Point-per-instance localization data
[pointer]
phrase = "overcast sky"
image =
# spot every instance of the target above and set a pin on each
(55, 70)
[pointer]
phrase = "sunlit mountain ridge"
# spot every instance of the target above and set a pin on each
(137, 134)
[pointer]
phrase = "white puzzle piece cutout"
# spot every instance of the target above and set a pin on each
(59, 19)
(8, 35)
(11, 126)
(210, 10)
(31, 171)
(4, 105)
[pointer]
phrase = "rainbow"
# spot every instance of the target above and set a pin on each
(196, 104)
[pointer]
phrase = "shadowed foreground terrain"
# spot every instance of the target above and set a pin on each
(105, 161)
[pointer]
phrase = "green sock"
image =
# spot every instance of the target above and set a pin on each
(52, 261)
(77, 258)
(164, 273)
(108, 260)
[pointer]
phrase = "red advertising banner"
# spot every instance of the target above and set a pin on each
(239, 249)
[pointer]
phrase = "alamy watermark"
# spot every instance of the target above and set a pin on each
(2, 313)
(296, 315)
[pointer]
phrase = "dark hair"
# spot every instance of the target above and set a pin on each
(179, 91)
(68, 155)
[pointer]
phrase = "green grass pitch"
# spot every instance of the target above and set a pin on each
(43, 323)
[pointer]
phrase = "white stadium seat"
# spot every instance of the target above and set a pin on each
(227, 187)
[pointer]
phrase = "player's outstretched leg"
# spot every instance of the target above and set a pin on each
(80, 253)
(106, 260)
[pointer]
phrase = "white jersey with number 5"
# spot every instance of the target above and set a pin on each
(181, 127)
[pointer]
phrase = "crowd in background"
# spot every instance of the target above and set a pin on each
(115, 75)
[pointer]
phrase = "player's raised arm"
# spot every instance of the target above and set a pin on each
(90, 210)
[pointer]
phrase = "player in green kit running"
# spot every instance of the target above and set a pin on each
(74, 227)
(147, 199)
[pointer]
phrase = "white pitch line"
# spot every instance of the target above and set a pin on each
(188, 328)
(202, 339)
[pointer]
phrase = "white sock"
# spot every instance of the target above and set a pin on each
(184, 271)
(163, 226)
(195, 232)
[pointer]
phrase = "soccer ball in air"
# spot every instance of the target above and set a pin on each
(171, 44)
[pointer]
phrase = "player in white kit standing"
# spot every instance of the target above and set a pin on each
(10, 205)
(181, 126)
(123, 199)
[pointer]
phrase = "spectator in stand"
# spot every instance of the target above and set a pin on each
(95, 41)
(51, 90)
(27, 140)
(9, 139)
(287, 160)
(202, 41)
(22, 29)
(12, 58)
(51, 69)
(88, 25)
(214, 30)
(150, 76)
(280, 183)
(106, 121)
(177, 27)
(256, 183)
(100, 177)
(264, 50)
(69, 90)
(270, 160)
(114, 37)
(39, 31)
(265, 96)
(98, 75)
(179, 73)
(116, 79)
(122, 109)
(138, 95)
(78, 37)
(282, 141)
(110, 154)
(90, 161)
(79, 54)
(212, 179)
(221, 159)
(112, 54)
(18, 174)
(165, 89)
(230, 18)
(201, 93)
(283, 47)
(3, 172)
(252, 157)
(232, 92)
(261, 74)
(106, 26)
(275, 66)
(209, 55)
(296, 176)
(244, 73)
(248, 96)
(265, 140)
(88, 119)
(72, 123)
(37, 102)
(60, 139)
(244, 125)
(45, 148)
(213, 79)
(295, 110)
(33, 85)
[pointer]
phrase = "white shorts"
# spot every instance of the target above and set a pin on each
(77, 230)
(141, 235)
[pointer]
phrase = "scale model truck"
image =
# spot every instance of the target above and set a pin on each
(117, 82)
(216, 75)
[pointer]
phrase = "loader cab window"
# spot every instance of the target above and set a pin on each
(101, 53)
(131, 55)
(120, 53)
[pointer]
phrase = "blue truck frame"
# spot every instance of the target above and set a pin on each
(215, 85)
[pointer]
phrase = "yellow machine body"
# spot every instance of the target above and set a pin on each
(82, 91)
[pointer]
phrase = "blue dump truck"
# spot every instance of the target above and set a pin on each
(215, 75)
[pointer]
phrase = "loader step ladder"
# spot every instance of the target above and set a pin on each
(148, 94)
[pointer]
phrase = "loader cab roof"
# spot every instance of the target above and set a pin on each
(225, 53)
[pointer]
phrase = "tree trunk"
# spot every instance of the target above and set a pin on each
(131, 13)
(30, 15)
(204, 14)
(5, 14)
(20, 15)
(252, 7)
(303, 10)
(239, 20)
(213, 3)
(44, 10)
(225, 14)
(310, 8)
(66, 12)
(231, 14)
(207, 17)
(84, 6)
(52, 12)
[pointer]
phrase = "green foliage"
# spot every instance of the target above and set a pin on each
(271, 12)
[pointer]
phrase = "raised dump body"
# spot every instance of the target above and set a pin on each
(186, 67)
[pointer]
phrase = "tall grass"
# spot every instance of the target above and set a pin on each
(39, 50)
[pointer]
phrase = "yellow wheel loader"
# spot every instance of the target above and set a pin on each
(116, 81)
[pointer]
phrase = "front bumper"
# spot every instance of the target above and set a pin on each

**What is needed**
Above are some records; extract every one of them exactly.

**Task answer**
[pointer]
phrase = "overcast sky"
image =
# spot every instance of the target above and set a pin on each
(55, 70)
[pointer]
phrase = "sunlit mountain ridge"
# spot every instance of the target above and set a pin on each
(137, 134)
[pointer]
phrase = "white puzzle piece cutout"
# spot every instance of the target above and set a pin on each
(59, 19)
(8, 35)
(11, 126)
(210, 10)
(31, 171)
(4, 105)
[pointer]
phrase = "rainbow"
# spot every instance of the target above and set a pin on each
(196, 104)
[pointer]
phrase = "shadowed foreground terrain"
# spot every instance of the target above and set a pin on each
(105, 161)
[pointer]
phrase = "green sock"
image =
# spot every instance of the target above and set a pin on each
(52, 261)
(77, 258)
(164, 273)
(108, 260)
[pointer]
phrase = "red advertising banner"
# spot every instance of the target above and set a pin on each
(239, 249)
[pointer]
phrase = "alamy watermark"
# spot every instance of the target above and set a pin on each
(2, 313)
(296, 315)
[pointer]
phrase = "dark hair"
# spot every instance of the target above and set a pin on each
(179, 91)
(68, 155)
[pointer]
phrase = "green grass pitch"
# spot every instance of the target above and set a pin on each
(43, 323)
[pointer]
phrase = "white stadium seat"
# spot every instance of the target above and set a pin on each
(227, 187)
[pointer]
phrase = "player's outstretched leg"
# spot every instance of the target above and set a pin on each
(80, 253)
(106, 260)
[pointer]
phrase = "white jersey with number 5"
# spot every instance of the target above and set a pin on each
(181, 127)
[pointer]
phrase = "crowd in background"
# spot every instance of the target above and set a pin on each
(115, 75)
[pointer]
phrase = "player's raised arm"
# spot every instance of the target above and set a pin on each
(90, 210)
[pointer]
phrase = "player in green kit running"
# spot every instance of the target above and set a pin on each
(74, 227)
(147, 199)
[pointer]
phrase = "white pitch line"
# spot every instance of the target above and set a pin on each
(188, 328)
(202, 339)
[pointer]
phrase = "white sock"
# spot every instance of the target above and set a pin on each
(184, 271)
(163, 226)
(195, 232)
[pointer]
phrase = "soccer ball in air"
# spot every instance of the target above and set a pin on each
(171, 44)
[pointer]
phrase = "player in white kit standing"
# spot every instance of the target above and set a pin on each
(10, 205)
(181, 126)
(123, 199)
[pointer]
phrase = "spectator in stand"
# spot every instance of the target above and set a pin on each
(95, 41)
(51, 90)
(27, 140)
(9, 139)
(287, 160)
(202, 41)
(22, 29)
(12, 58)
(51, 69)
(88, 25)
(214, 30)
(150, 76)
(280, 183)
(106, 121)
(177, 27)
(256, 183)
(100, 177)
(264, 50)
(69, 90)
(270, 160)
(114, 37)
(39, 31)
(265, 96)
(98, 75)
(179, 73)
(116, 79)
(122, 109)
(138, 95)
(78, 37)
(282, 141)
(110, 154)
(90, 161)
(79, 54)
(212, 179)
(221, 159)
(112, 54)
(18, 174)
(165, 89)
(230, 18)
(201, 93)
(283, 47)
(3, 172)
(252, 157)
(232, 92)
(261, 74)
(106, 26)
(275, 66)
(209, 55)
(296, 176)
(244, 73)
(248, 96)
(265, 140)
(88, 119)
(72, 123)
(37, 102)
(60, 139)
(244, 125)
(45, 148)
(213, 79)
(295, 110)
(33, 85)
[pointer]
phrase = "white shorts"
# spot every instance of the target above and set a pin on each
(77, 230)
(141, 235)
[pointer]
phrase = "scale model truck"
image =
# spot every instance of the target above and set a pin on each
(117, 82)
(216, 75)
[pointer]
phrase = "loader cab window"
# spot every instance of the target above and set a pin on each
(101, 53)
(131, 55)
(120, 53)
[pointer]
phrase = "blue truck frame"
# spot every instance of the target above and set a pin on each
(215, 85)
[pointer]
phrase = "yellow machine body"
# spot every instance of the target above and set a pin on each
(82, 91)
[pointer]
phrase = "blue dump truck"
# spot every instance of the target above and set a pin on each
(215, 75)
[pointer]
phrase = "loader step ladder"
# spot every instance of the target above and set a pin on each
(148, 94)
[pointer]
phrase = "loader cab roof"
# spot every instance of the target above and set a pin on each
(225, 53)
[pointer]
phrase = "tree trunk"
# spot every instance of the target above and set a pin on each
(131, 13)
(30, 15)
(204, 14)
(5, 14)
(20, 15)
(252, 7)
(303, 10)
(239, 20)
(213, 3)
(44, 10)
(225, 14)
(310, 8)
(66, 12)
(231, 14)
(207, 17)
(84, 6)
(52, 12)
[pointer]
phrase = "green foliage"
# spot every instance of the target above and set a pin on each
(271, 12)
[pointer]
phrase = "raised dump body"
# spot every instance of the target above and set a pin on each
(186, 67)
[pointer]
phrase = "tall grass"
# spot every instance of the target above and set a pin on each
(39, 50)
[pointer]
phrase = "yellow wheel loader"
# spot every instance of the target above and set a pin on each
(116, 81)
[pointer]
phrase = "front bumper"
# spot every instance of the target above and set a pin on each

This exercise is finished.